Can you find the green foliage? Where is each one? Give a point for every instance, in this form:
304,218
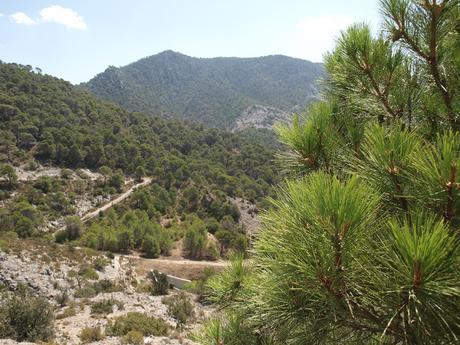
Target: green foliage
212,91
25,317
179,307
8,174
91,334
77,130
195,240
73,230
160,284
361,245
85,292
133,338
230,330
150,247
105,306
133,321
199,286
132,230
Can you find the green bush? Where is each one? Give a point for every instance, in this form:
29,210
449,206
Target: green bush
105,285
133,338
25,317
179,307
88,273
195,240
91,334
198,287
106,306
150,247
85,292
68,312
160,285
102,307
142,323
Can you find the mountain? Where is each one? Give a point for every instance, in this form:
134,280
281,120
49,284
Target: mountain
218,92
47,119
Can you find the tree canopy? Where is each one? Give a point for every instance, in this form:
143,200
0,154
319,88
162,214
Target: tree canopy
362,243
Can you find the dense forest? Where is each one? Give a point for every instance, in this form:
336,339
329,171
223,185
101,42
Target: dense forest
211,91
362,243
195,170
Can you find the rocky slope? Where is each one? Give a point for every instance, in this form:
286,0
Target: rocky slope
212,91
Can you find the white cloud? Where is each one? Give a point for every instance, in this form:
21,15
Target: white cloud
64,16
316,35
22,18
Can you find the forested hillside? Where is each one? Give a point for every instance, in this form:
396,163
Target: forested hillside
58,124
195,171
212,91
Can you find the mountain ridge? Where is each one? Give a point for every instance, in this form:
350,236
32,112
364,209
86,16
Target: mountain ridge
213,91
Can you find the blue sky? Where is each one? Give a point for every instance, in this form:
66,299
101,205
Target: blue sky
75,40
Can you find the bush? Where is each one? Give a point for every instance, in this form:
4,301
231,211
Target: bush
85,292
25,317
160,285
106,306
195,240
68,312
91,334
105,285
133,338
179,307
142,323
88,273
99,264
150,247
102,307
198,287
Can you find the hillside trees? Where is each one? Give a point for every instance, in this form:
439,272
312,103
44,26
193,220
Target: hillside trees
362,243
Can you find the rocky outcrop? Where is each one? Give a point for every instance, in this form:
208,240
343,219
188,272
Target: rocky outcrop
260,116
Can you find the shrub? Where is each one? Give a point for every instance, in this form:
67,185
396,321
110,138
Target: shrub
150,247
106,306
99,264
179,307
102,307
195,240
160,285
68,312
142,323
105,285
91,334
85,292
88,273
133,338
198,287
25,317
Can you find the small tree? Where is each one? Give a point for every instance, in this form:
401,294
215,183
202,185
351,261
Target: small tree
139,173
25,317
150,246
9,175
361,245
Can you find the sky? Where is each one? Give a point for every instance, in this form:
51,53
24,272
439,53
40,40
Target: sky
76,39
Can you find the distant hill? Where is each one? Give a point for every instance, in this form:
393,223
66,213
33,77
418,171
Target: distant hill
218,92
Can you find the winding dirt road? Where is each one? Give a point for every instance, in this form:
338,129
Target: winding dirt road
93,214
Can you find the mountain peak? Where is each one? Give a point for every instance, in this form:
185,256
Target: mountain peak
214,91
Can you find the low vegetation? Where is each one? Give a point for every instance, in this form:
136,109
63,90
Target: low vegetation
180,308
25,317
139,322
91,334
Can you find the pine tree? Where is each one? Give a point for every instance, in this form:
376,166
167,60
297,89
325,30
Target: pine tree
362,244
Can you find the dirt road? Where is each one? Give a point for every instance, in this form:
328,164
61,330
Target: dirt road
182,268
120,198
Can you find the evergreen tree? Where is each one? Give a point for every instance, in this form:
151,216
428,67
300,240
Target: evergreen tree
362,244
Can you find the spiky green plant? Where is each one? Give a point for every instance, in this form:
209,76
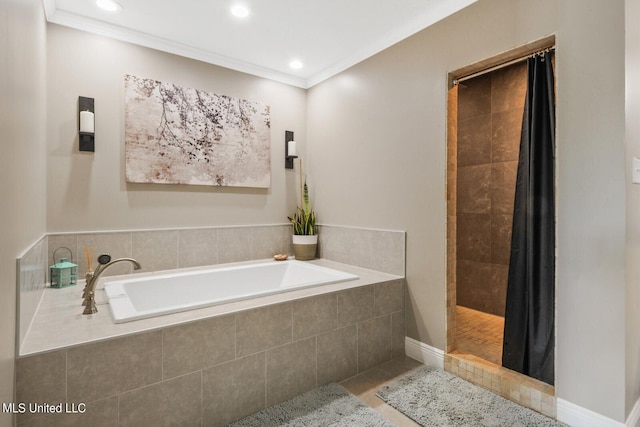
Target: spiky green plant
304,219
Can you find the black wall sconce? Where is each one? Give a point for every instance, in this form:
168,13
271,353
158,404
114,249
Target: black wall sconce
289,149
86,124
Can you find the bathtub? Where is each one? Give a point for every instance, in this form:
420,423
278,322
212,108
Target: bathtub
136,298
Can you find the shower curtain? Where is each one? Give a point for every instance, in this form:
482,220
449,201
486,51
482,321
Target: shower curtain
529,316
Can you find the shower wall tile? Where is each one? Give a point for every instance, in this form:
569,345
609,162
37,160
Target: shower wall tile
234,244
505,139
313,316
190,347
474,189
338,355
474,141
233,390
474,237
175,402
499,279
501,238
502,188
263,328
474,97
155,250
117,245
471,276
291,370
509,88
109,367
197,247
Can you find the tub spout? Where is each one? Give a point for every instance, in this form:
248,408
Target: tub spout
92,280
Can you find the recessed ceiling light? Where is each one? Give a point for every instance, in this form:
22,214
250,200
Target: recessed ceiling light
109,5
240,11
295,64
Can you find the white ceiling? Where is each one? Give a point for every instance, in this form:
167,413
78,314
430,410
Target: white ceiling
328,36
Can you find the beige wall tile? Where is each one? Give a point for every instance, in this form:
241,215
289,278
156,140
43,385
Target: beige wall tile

▶ Task to carry out: Working from the lines above, reproduce the material exactly and exclude its pictures.

▶ Result of this task:
Can you find the green foliage? Where is each one? Give a point for every instance, in this form:
304,218
Target: green foliage
212,91
25,317
179,307
8,174
91,334
77,130
195,240
73,230
160,284
361,245
85,292
133,338
230,330
150,247
105,306
133,321
199,286
132,230
Can you find the green bush? Where is each one? Give a point for every instance, in this form:
29,210
449,206
Target: green bush
105,285
133,338
25,317
179,307
88,273
195,240
91,334
198,287
106,306
150,247
85,292
68,312
160,285
102,307
142,323
Can you find the mountain? Where is each one? Give a point for every instance, in this form:
134,280
281,120
49,284
Target: mountain
218,92
47,119
Can you find the tree canopy? Where is each one? Give a point for every instance, in this form:
143,200
0,154
319,88
162,214
Target: tree canopy
362,243
Can you find the dense forest? Where is each one? Give a point for every instance, in this form:
336,339
329,171
223,185
101,42
Target: dense forest
211,91
362,243
195,170
Can you find the rocky slope? Where is each one? Give a point for every instance, in this form:
286,0
Target: rocky slope
212,91
Can you find the white cloud? Where is each one? Give a point for every instance, in this form:
21,15
Target: white cloud
64,16
316,35
22,18
Can you find the forested hillside? Where is each one? Give a point for every instance, in this form:
396,163
Target: forested hillside
58,124
195,171
212,91
Can you find the mountain ridge? Where is each one? Give a point for every instance, in this form:
350,236
32,112
364,209
86,16
Target: mountain ridge
213,91
Can you find the blue sky? Where is each one? Give a point for every instance, in this form:
66,299
101,205
Target: blue sky
75,40
Can you find the bush? Where is each one? Give a point for every instance, in this form:
4,301
231,211
Target: bush
85,292
25,317
160,285
106,306
195,240
68,312
91,334
105,285
133,338
179,307
142,323
88,273
99,264
150,247
102,307
198,287
Can you find the hillside trees? Where is each one? Give a point for every instance, in this form:
439,272
312,103
44,26
193,220
Target: hillside trees
362,243
Can you find the rocky outcrop? Where is each one? Give a point for every instance, in this form:
208,240
343,219
188,272
Target: rocky outcrop
260,116
Can you find the shrub? Where is each one? Give a point for every instance, in this form:
67,185
396,321
110,138
Target: shrub
150,247
106,306
99,264
179,307
102,307
195,240
160,285
68,312
142,323
105,285
91,334
85,292
88,273
133,338
198,287
25,317
Can you find the small tree? Where is each one? Give a point for every instance, in this form:
401,294
215,183
202,185
351,261
Target: small tree
139,173
25,317
150,246
9,175
361,245
Can you find the sky? Where is each one? Give a point for every instance, in this form:
51,53
24,272
439,53
40,40
Target: sky
76,39
Can you find the distant hill? Where is each one? Give a point for every instance, in this form:
393,223
66,213
33,77
418,171
Target: distant hill
218,92
Can you find the winding dirt road? Where is each one? Give a point for every instance, in this form:
338,129
Target: winding dirt road
93,214
Can you find the mountain peak? Where is each one? Give a point for every instance, in this form:
185,256
Target: mountain peak
214,91
Can you find the low vegetation? Where is each one? Give a point for every instance, in this form:
136,109
63,90
Target: low vegetation
180,308
25,317
139,322
91,334
Can you find the pine tree? Where is each one? Give a point for every instance, in this form:
376,166
167,60
297,89
325,30
Target: pine tree
362,244
Can you find the dirt road? Where is each one? Give a point for every instance, in this form:
328,164
61,330
Target: dirt road
182,268
120,198
Can you find the evergreen tree? Where is each one? Give a point for every instance, in this form:
151,216
428,67
300,240
Target: evergreen tree
362,244
Can you find the spiky green plant? Where is each one? Give a point for every instance, in this form:
209,76
Target: spiky green plant
304,219
Can you find the black wall sconce? Where is each one? Give a point for every instance, in this form:
168,13
271,353
158,404
114,249
Target: black wall sconce
289,149
86,124
Can you find the bathtub? Where is each one? Give a point for every instance, in this form:
420,423
278,322
212,108
Target: bathtub
136,298
Can you find the shower curtain? Where is each one? Give a point for every instance, in this form:
482,220
449,201
486,51
482,321
Target: shower curtain
529,316
Can you find the shower wall tile? Where is each one? Give a point for every instance, in this form:
569,345
609,162
37,160
Target: shower wall tile
234,244
505,139
313,316
190,347
474,189
338,355
474,141
233,390
474,237
175,402
499,279
501,238
502,188
263,328
474,97
155,250
117,245
471,276
291,370
509,88
109,367
197,247
Can you find the tub spout? Where is each one? Give a point for every instance, in this form:
248,408
Target: tub spout
92,280
Can you find the recessed ceiling light? Where is each one? Give a point for every instance, in this form:
22,214
250,200
Target: recessed ceiling light
109,5
240,11
295,64
Can you find the white ceiling? Where is each one? Give a point for every instance, in this form:
167,413
78,314
430,410
Target: white ceiling
328,36
Can you find the beige wall tile? Where is each one? Give a point for every instance, in this form:
241,215
289,278
156,140
43,385
Target: beige wall tile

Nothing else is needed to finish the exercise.